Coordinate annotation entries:
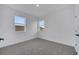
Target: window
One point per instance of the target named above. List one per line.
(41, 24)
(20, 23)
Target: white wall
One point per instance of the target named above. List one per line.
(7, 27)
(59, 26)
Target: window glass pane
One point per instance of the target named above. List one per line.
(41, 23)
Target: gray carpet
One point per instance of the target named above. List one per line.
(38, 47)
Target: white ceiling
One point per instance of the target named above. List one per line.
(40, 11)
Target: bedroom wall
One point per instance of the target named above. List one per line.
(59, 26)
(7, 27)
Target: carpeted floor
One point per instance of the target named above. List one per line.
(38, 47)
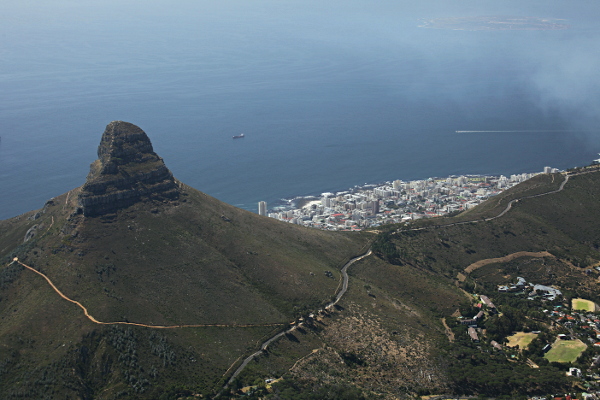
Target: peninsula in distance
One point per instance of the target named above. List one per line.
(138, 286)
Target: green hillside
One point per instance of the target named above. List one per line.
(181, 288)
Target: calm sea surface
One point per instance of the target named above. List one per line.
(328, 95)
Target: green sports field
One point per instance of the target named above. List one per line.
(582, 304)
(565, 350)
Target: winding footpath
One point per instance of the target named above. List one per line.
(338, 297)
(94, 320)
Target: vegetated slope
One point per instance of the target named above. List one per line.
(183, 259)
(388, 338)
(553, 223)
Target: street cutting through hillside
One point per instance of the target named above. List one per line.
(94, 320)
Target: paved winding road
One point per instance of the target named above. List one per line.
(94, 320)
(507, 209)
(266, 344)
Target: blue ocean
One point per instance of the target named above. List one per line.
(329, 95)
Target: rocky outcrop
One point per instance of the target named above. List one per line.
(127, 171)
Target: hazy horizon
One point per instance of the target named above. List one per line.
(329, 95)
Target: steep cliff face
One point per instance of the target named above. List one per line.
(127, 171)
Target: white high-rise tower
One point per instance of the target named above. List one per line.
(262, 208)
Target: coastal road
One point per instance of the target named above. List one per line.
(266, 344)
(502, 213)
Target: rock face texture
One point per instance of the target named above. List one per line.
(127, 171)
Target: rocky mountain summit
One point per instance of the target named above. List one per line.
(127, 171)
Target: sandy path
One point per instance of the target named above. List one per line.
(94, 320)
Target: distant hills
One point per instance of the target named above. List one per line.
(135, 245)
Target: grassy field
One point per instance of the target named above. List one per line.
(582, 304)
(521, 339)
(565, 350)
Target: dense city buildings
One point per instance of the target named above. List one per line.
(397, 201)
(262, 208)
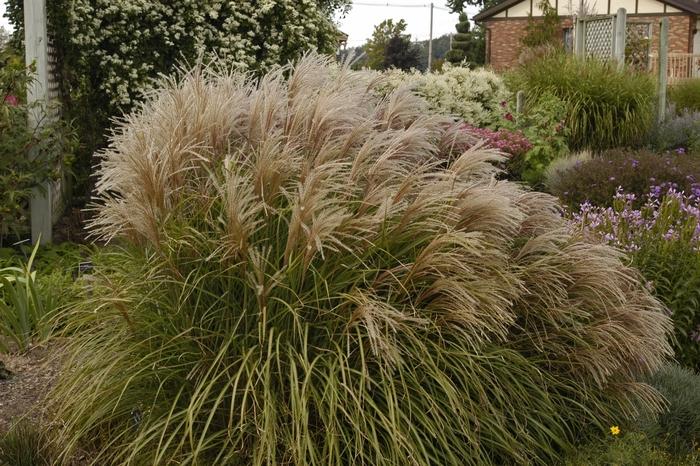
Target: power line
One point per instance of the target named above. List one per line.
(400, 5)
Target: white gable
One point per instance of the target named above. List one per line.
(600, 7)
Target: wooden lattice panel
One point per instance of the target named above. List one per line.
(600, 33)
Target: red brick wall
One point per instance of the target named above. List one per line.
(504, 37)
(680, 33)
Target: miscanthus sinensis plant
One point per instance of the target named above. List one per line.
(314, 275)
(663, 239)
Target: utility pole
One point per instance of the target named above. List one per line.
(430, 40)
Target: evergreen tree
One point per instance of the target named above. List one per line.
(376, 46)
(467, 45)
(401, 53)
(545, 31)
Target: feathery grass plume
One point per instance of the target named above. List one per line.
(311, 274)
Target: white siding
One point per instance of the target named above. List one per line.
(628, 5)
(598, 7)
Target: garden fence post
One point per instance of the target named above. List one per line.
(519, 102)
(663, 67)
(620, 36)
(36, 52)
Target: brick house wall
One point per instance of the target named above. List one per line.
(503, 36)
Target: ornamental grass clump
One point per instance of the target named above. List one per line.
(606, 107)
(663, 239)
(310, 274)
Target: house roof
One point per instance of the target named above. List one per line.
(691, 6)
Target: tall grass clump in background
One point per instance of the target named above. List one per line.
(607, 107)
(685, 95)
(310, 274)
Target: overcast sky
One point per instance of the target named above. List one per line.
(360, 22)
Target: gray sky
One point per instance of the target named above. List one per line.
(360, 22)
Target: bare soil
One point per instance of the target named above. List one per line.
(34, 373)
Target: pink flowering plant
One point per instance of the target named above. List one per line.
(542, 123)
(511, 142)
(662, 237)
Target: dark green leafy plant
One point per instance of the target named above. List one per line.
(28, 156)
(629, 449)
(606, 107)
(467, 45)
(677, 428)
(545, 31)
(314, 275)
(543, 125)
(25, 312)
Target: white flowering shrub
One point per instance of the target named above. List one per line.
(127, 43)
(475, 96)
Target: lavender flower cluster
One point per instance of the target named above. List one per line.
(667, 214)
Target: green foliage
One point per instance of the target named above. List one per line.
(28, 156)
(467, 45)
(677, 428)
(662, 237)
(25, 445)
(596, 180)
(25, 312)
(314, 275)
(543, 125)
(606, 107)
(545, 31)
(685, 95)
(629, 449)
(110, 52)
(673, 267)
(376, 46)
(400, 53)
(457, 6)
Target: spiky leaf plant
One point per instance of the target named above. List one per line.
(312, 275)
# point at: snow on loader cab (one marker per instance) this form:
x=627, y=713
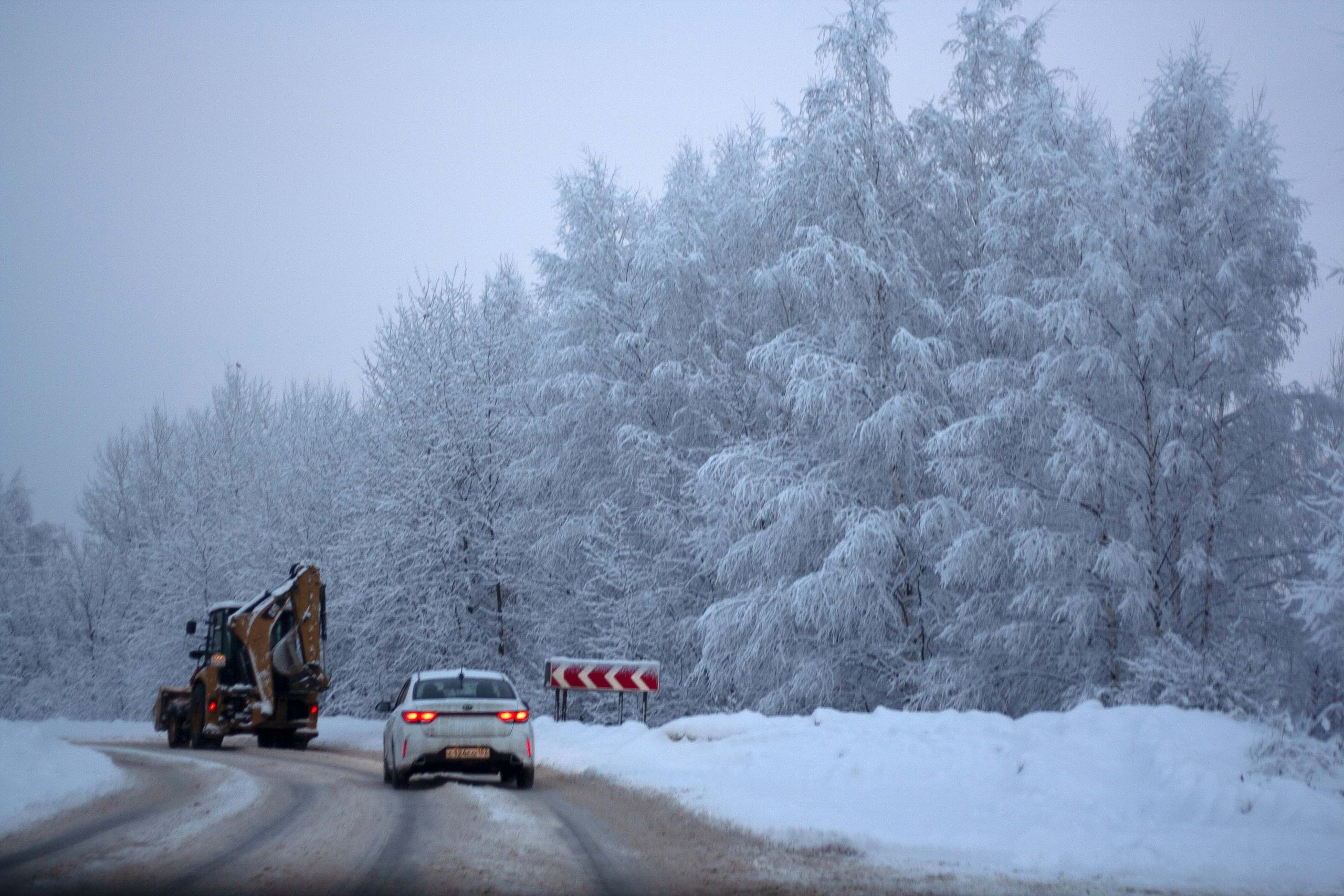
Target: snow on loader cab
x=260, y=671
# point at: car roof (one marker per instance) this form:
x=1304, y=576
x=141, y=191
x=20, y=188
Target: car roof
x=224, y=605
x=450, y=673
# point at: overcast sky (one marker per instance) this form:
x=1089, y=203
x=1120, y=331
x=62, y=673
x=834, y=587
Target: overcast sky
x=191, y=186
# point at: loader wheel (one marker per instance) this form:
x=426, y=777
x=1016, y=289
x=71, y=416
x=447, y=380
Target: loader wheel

■ What you will do ■
Repeat each entry above word for word, leaving every picture out.

■ Expected answer ■
Target: window
One point per instance of the target named above. List one per line.
(41, 24)
(20, 23)
Target: white wall
One point per instance of the target named above. List one per line.
(7, 27)
(59, 26)
Target: window glass pane
One point per instance of the target named above. List one per line.
(41, 23)
Target: gray carpet
One point per instance of the target named above. List one per line.
(38, 47)
Target: white ceiling
One point per instance of the target named above. List one per line.
(40, 11)
Target: bedroom wall
One point per instance of the target named above. List one per line.
(59, 26)
(7, 27)
Target: carpeted floor
One point per instance of the target named above. List one per line.
(38, 47)
Target: peninsula in distance
One point per instance of the target named above. List one per line.
(138, 286)
Target: green hillside
One point per instance of the target named above. List one per line.
(181, 288)
Target: calm sea surface
One point per instance of the target named above. List one per line.
(328, 95)
Target: green sports field
One point per instance of the target named above. List one per line.
(582, 304)
(565, 350)
Target: winding footpath
One point per instance of the target named above. List one per line.
(338, 297)
(94, 320)
Target: vegetated slope
One point per instance of the target named above. List one per line.
(183, 259)
(388, 338)
(553, 223)
Target: street cutting through hillside
One point per instance of the target named above. List one per line.
(94, 320)
Target: paved winding road
One point per instance of the target named above. List one per line.
(94, 320)
(507, 209)
(266, 344)
Target: blue ocean
One point per instance of the target named above. List one per line.
(329, 95)
Target: rocky outcrop
One point per instance of the target named above. List one per line.
(127, 171)
Target: hazy horizon
One point per instance of the target named above. List one per line.
(329, 95)
Target: steep cliff face
One point per instance of the target named above. List one per line.
(127, 171)
Target: white high-rise tower
One point per instance of the target named above. List one per line.
(262, 208)
Target: coastal road
One point per instance of the target named above. List one per line.
(266, 344)
(502, 213)
Target: rock face texture
One point per instance of the target named above. List one per line.
(127, 171)
Target: rocky mountain summit
One point per instance of the target named above. List one per line.
(127, 171)
Target: sandy path
One point per instance of the target named above. List one per line.
(94, 320)
Target: distant hills
One point per instance of the target named above. List one per line.
(135, 245)
Target: grassy field
One point per instance of the target named above. List one per line.
(582, 304)
(521, 339)
(565, 350)
Target: dense city buildings
One point per instance of the target named above. List one per line.
(397, 201)
(262, 208)
Target: power line
One point per instance of the target named above. List one per line.
(400, 5)
Target: white gable
One point per instance of the target named above. List one per line.
(600, 7)
Target: wooden lattice panel
One point per instance of the target named above. List one per line.
(600, 33)
Target: red brick wall
One point per instance of the target named above. List one per line.
(504, 37)
(680, 33)
Target: miscanthus sinensis plant
One point per instance of the target named above. List one per line.
(314, 275)
(663, 239)
Target: utility pole
One point per instance of the target named above. List one per line.
(430, 40)
Target: evergreen tree
One point per instance of the target named above. List one per line.
(376, 46)
(467, 45)
(401, 53)
(545, 31)
Target: feathery grass plume
One point per instance of the target named above. List one per line.
(311, 274)
Target: white siding
One point per instance of the target named above. List one per line.
(628, 5)
(598, 7)
Target: garden fence post
One point per instance of the target named above. List one per line.
(519, 102)
(663, 67)
(620, 36)
(36, 52)
Target: brick house wall
One point per instance of the target named above. List one per line.
(503, 36)
Target: ornamental grass clump
One point per instance of the target named above. List one per line.
(606, 107)
(663, 239)
(310, 274)
Target: house roof
One point per instance of the target named above. List one per line.
(691, 6)
Target: tall grass clump in background
One point per instance of the target named above. List one per line.
(607, 107)
(685, 95)
(310, 274)
Target: overcast sky
One point per instance of the target named above. List one per line.
(360, 22)
Target: gray sky
One point per instance of the target named above. List one per line.
(360, 22)
Target: bare soil
One point per instance of the target named above. List one per line.
(34, 373)
Target: pink flowering plant
One point per instance of the target named above. List one per line.
(542, 123)
(511, 142)
(662, 237)
Target: dark green leafy plant
One point per instance of the target named above. List one per line.
(28, 156)
(629, 449)
(606, 107)
(467, 45)
(677, 428)
(545, 31)
(314, 275)
(543, 125)
(25, 312)
Target: white flowering shrub
One point per instance of the target named above. List one per line.
(127, 43)
(475, 96)
Target: lavender flower cluster
One point per instance of the target named above. List one per line.
(667, 214)
Target: green foliage
One point per instance of the target named above. List one per line.
(28, 156)
(467, 45)
(677, 428)
(662, 237)
(25, 445)
(596, 180)
(25, 312)
(314, 275)
(543, 125)
(606, 107)
(545, 31)
(685, 95)
(629, 449)
(110, 52)
(673, 267)
(376, 46)
(400, 53)
(457, 6)
Target: spiky leaf plant
One point per instance of the target named above. List one per line.
(312, 275)
# point at: snow on loader cab (one marker per instance) this form:
x=627, y=713
Target: snow on loader cab
x=260, y=671
# point at: car roof (one marker per instance) this form:
x=1304, y=576
x=141, y=191
x=20, y=188
Target: car roof
x=224, y=605
x=450, y=673
# point at: overcast sky (one marker per instance) this form:
x=1089, y=203
x=1120, y=331
x=62, y=673
x=834, y=587
Target: overcast sky
x=191, y=186
# point at: loader wheel (one marker per instance) this form:
x=426, y=777
x=1016, y=289
x=71, y=416
x=447, y=380
Target: loader wheel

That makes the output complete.